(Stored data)
'''
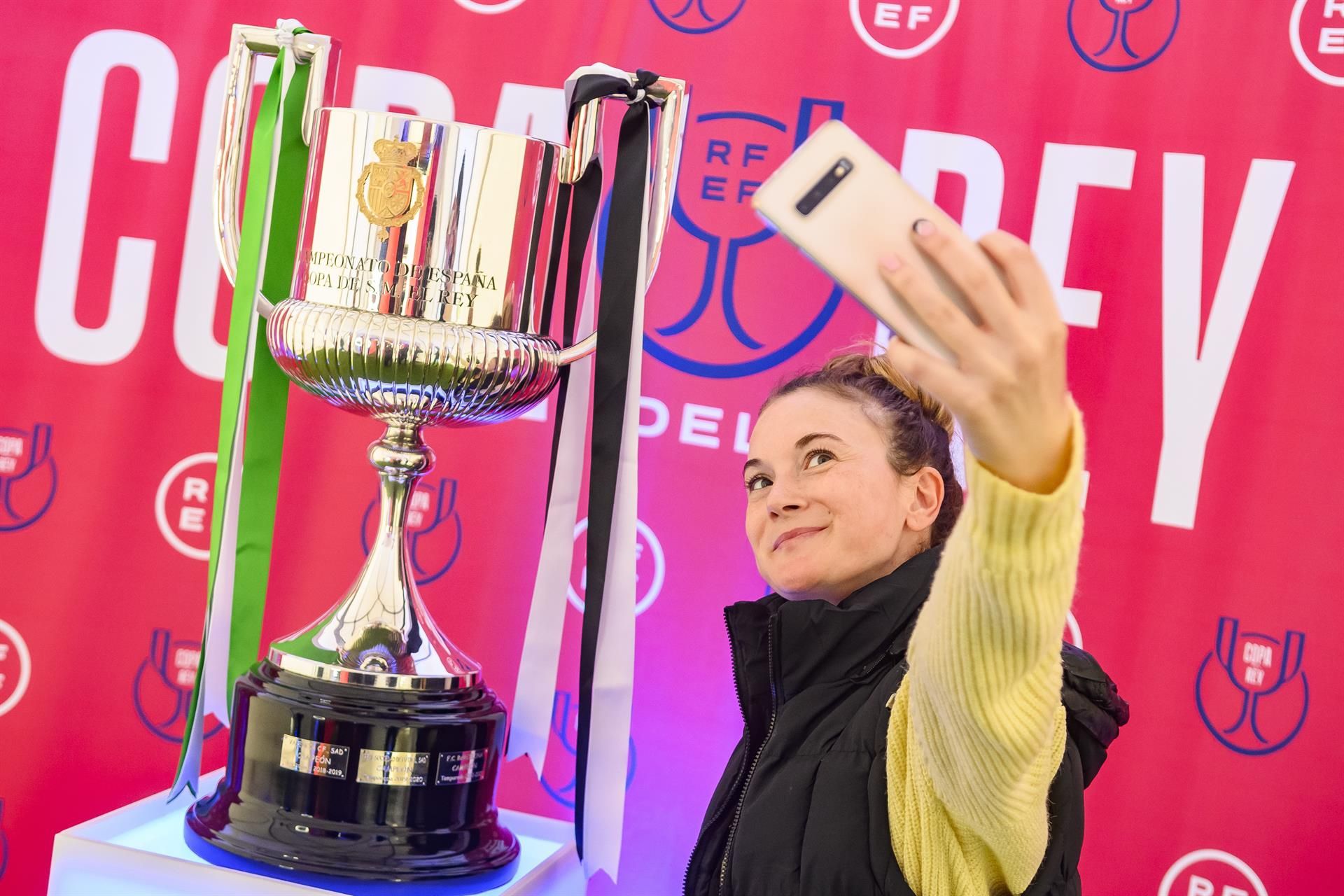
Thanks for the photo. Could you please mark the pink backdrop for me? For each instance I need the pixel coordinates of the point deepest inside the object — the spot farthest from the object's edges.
(1175, 164)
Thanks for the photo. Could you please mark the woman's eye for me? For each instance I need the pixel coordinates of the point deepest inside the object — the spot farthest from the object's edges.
(818, 458)
(757, 482)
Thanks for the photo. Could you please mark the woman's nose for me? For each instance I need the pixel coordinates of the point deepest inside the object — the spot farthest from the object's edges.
(785, 498)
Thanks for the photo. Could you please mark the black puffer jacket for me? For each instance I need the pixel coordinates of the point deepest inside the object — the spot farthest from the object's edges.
(803, 804)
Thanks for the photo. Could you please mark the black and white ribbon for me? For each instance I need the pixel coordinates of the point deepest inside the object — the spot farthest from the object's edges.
(606, 659)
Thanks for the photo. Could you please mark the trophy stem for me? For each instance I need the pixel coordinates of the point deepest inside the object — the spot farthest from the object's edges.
(401, 458)
(381, 634)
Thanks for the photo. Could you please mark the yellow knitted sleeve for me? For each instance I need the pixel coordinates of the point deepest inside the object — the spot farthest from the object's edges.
(977, 729)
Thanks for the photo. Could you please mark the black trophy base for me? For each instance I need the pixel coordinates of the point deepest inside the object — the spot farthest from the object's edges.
(359, 782)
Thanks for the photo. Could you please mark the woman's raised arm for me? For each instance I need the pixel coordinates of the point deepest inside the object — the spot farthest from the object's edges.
(977, 729)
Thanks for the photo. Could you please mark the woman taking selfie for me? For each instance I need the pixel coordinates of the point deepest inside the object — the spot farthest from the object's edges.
(911, 726)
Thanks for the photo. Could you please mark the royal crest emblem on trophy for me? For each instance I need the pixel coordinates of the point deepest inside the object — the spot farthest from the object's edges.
(390, 191)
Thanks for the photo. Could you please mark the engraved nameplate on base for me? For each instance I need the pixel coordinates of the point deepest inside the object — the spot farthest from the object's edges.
(314, 757)
(393, 767)
(461, 767)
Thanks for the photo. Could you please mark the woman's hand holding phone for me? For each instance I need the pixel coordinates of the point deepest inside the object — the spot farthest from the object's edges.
(1008, 384)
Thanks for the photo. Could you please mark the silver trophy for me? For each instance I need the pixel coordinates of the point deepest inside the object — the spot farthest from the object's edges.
(417, 300)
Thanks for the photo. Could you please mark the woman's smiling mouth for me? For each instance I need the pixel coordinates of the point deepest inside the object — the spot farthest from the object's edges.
(794, 533)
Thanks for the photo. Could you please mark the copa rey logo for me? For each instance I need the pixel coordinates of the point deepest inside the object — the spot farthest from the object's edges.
(163, 682)
(902, 30)
(696, 16)
(1316, 34)
(1252, 690)
(15, 666)
(183, 504)
(27, 476)
(650, 567)
(1121, 35)
(1211, 872)
(433, 530)
(729, 324)
(565, 726)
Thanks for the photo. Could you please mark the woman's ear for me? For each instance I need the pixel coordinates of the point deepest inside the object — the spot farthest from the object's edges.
(925, 498)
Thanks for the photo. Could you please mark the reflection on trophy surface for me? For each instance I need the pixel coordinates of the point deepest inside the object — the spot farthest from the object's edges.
(368, 743)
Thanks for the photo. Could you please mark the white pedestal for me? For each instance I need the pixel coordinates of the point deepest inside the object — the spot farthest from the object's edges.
(139, 849)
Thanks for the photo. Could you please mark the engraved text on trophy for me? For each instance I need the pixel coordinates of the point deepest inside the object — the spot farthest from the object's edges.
(393, 285)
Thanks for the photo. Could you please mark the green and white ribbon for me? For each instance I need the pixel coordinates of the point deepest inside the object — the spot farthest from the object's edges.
(252, 414)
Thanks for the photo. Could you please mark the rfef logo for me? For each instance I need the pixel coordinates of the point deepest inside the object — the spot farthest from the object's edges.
(1316, 34)
(27, 476)
(1211, 872)
(732, 324)
(433, 530)
(15, 666)
(1121, 35)
(650, 567)
(565, 724)
(696, 16)
(1252, 690)
(902, 30)
(163, 684)
(185, 504)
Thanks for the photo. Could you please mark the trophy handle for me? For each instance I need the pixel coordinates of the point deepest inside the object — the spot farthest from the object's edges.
(670, 96)
(246, 43)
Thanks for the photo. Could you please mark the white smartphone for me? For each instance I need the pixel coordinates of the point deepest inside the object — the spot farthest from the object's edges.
(844, 206)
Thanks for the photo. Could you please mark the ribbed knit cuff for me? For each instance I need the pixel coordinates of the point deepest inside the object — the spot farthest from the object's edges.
(1014, 526)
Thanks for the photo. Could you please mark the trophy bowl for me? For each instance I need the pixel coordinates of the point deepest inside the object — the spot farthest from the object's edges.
(369, 745)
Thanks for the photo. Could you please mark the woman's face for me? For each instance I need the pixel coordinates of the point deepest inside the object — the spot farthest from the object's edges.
(827, 514)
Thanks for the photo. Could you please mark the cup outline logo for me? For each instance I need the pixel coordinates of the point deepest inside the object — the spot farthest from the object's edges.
(160, 647)
(1289, 671)
(660, 567)
(489, 8)
(1294, 38)
(699, 4)
(710, 282)
(20, 647)
(904, 52)
(445, 510)
(39, 456)
(1120, 31)
(1210, 855)
(564, 710)
(162, 504)
(391, 190)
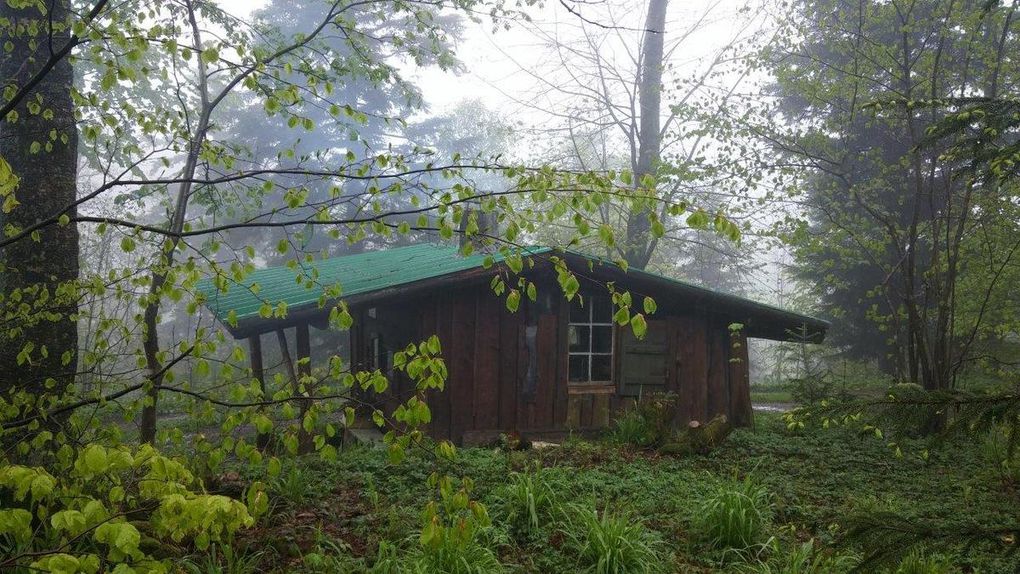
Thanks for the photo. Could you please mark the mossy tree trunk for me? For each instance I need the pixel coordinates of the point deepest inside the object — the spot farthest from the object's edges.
(39, 142)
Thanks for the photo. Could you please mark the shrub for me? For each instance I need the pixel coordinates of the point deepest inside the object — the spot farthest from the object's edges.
(735, 516)
(225, 559)
(526, 503)
(611, 542)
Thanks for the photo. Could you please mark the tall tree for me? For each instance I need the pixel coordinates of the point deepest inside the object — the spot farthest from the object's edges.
(888, 216)
(39, 152)
(639, 243)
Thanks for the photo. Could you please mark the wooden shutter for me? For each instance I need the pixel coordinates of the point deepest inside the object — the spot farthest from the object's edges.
(643, 363)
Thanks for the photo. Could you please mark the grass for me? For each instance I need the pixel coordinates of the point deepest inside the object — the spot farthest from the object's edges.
(805, 486)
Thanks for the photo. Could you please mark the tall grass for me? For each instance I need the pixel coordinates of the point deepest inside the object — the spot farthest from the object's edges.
(526, 503)
(802, 559)
(918, 562)
(734, 517)
(1002, 454)
(611, 542)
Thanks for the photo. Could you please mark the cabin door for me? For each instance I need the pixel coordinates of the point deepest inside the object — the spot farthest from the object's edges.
(644, 363)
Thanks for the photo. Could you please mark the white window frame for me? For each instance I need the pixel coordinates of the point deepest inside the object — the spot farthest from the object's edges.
(591, 323)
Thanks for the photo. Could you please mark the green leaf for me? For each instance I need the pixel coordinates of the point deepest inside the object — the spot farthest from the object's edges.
(650, 306)
(639, 325)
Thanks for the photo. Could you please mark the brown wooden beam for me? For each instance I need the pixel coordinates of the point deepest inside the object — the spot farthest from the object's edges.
(304, 438)
(258, 371)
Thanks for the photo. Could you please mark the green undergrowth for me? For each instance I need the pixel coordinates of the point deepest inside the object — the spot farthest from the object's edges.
(766, 501)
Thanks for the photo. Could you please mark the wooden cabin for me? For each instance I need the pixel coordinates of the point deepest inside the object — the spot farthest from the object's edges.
(550, 367)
'''
- GOAL: Without the pictures, print the records in full, exactly as they appear.

- SOLUTION FOR THIS PROBLEM:
Thanks for the photo. Could you please mark the pink backdrop for me? For each instance I need the pixel coordinates of the point deepest inside the object — the spot farthest from the object's edges.
(1175, 164)
Thanks for the photo. Could you please mark the woman's eye for me? For each instance I need the pixel coordinates of the point deepest inside the object — the spot farthest from the object's edges.
(818, 458)
(757, 482)
Thanks for the photo. Could you please mark the woman's nose for me? For each instance I need the pixel coordinates of the point deepest inside the object — the spot farthest from the object's edges.
(785, 498)
Thanks for the photo. Could you please mark the black puffer jacket for me? For each instance I need the pixel coordinates of the point deepest inside the object — the spot farthest from the object's edges.
(803, 804)
Thanks for the photo. Could you please mark the black and white ribbon for me? For each instance I need the pixel coordinates of the point deepest inside the object — the spot farthest from the object's edges.
(606, 659)
Thanks for the photo. Could you please mark the trophy stem for me? For each instance I need the pixel coordinates of the point deepest inside the object — the spot farthest from the object's edges.
(401, 458)
(381, 634)
Thanks for the photo. Could you please mark the yellow knitted sleeve for me? For each instance I need the pixel coordinates of the point deepest inside the object — the spot farthest from the object's edges.
(977, 729)
Thanks for the photo. Could you please mark the black trophy base for me? For each instance I need the pixel coordinates of the point deepest inside the object — the spot farthest from the object's edges.
(359, 782)
Thanks for the photo. Could you please mark the woman's raised arm for me? For each instance I need the pixel coordinates of the point deepest inside the object — the spot farthest from the object's edges.
(977, 729)
Thanks for the photo. Could you please mark the woman taking selfie for me? For each instance I need the pixel coordinates of the point deepest inside the object — the spot farthest from the object's edges.
(911, 726)
Thanks for the photo. Could you please mark the royal crest emblem on trophy for me? For each instance I need the pixel coordinates of the point deepest inside the object — the spot farthest from the object's edges.
(390, 191)
Thanks for the photo. Could you please mark the engraved nameplate on base for me? For each instance I need the pixel coordinates of the point deepest inside the object — the spot farthest from the object's edges.
(314, 757)
(393, 767)
(461, 767)
Thanks for the photo. Could you please mark the woman's hand holding phone for me? For each instance I need the pixel coordinates of the point deepest inside the object — the spot farthest from the object's edges.
(1008, 384)
Thanks for the photo. Could you please mark the silver trophy for me? For each instance I need the pixel coordinates of the point deepest inside the object — the spot farthest from the object's edges.
(417, 300)
Thanks for the photo. Could you please mark the woman's smiling mouth for me? For each instance I need the pixel coordinates of the point deepest inside the object — the spot farthest from the object's edges.
(794, 533)
Thanks for the photo. Could you please mark the copa rey logo for me? For each instance I need the pixel coordinates of the point deepest inside the object — the spot farthest from the object's edges.
(163, 682)
(902, 30)
(696, 16)
(1316, 34)
(1252, 690)
(15, 666)
(183, 504)
(27, 476)
(650, 567)
(1121, 35)
(1211, 872)
(433, 530)
(729, 324)
(565, 726)
Thanks for the photo. Could you please mark the woman's ear for me? For each instance I need the pixel coordinates of the point deepest inside the object — the spot farthest from the object's edges.
(925, 498)
Thanks for the photo. Could you please mark the reflection on trophy surface for me? For each instance I need the pixel coordinates of the point deepest inside the object — the spot farthest from the object's edges.
(368, 743)
Thanks for the photo. Could you please mark the white pedestal for me? For each instance I need the pixel coordinates of the point deepest inside the object — the spot farthest from the object's edges.
(139, 849)
Thanks for the photo. Could you please mark the engraved text on trophy for me? For each instance I need the pixel coordinates of the point deepest inside the object — the spot farthest from the object's edges.
(393, 285)
Thanks for the photo. Could you please mark the green and white ribbon for me? For each instance I need the pixel coordinates of the point deepest inside the object — the spot farthest from the object's edges.
(252, 414)
Thanks for the photo. Could you please mark the rfef logo for me? For each instance I need the pixel coordinates of the point deepest inside the object — the spot farthest from the object's edges.
(1316, 34)
(27, 476)
(1211, 872)
(732, 324)
(433, 530)
(15, 666)
(1121, 35)
(650, 567)
(565, 724)
(696, 16)
(1252, 690)
(902, 30)
(163, 684)
(185, 504)
Thanks for the photo. Could you please mark the trophy handle for me? For each instance I need the pixel coordinates of the point deepest inside the object — the spot farthest from the object's edges.
(670, 96)
(246, 43)
Thanks for the photo. Could you please mark the white smartphone for me? For each instance I need the pixel coordinates of the point deepest inside the object — the spot farthest from the object's edges.
(844, 206)
Thanks for the photo. Could you please mark the ribbed knit cuff for me? For each instance I need the pixel coordinates of the point deepest inside the object — the spot farthest from the object's edges.
(1014, 526)
Thanks for the photo. Could you please mark the trophy bowl for me? For each instance I need the pixel coordinates of the point deepest inside the object — the spot farthest from the object's edges.
(369, 745)
Thanks for the photo. Could you please mark the woman's face for me? For each instance I need the pixel coordinates of the point deepest inside the object — the spot farthest from the object's edges.
(827, 514)
Thanks for the photo. Could you please mark the cup outline logo for me? For each instance I need the pixel coordinates of the point deepest inside the object — the spot farthest from the object's edges.
(160, 647)
(1289, 671)
(660, 567)
(489, 8)
(1294, 38)
(699, 4)
(710, 282)
(20, 647)
(904, 52)
(445, 510)
(39, 456)
(1120, 31)
(1210, 855)
(564, 710)
(162, 504)
(391, 190)
Thanks for the photo. Could you please mark the mossy tree trunk for me? For each instance I need the pixel coordinates of the point deepest inside the object — the spot farthest from the object's edges.
(39, 142)
Thanks for the photo. Could you please mark the shrub for me? For each instance I need the pixel coordinates of the point deepest inside the object — the spot farthest from the object's edges.
(735, 516)
(225, 559)
(526, 503)
(611, 542)
Thanks for the photo. Could you please mark the tall tree for me? For each instance I need the pixel coordinates of the point deepest inside the object — the spot farthest from the object's edges.
(888, 216)
(39, 152)
(639, 243)
Thanks for the photo. Could you please mark the wooden shutter for me? For each instance I need the pixel coordinates of the point deepest inside the object — the spot farthest from the object's edges.
(643, 363)
Thanks for the photo. Could you please mark the grass for me? For each instance I need the pixel coordinates of the point deepest inside the object — the spot farthest from the object's edges.
(805, 486)
Thanks for the photo. Could you please mark the tall grass for me? For each instance I need the pixel coordinates of the point deepest inside the object — the spot farthest from the object's edges.
(526, 503)
(802, 559)
(918, 562)
(734, 517)
(1002, 454)
(611, 542)
Thanks for the photo. Could you please mark the cabin door for me? For each instance I need the pixel coordinates of the point deepest inside the object — the spot farthest from the object's edges.
(644, 363)
Thanks for the photo. Could you please mark the white window frame for me? For each instance I need the pixel coordinates of the point deepest inside the object — the spot farthest from the object's edges.
(591, 323)
Thanks for the photo. Could you please mark the green leaf for me? For each instance I need the pixel coordinates of the point deepest inside the object — the spot farthest from the object's edges.
(650, 306)
(639, 325)
Thanks for the photo. Could you please mark the brown wooden beam for me? For each instance I need the pixel coordinates of the point deepest inside the object — the spot farthest from the object's edges.
(304, 438)
(258, 371)
Thanks for the photo. Could you please mark the green undergrowth for me? For each instance I need the pixel coordinates of the point deepest inside the object — the spot farthest from the object's edges.
(766, 501)
Thanks for the photo. Could you please mark the wooden cabin for me? For each instance I need the pixel coordinates of the point deepest inside the object — the spot farthest from the object's edges.
(550, 367)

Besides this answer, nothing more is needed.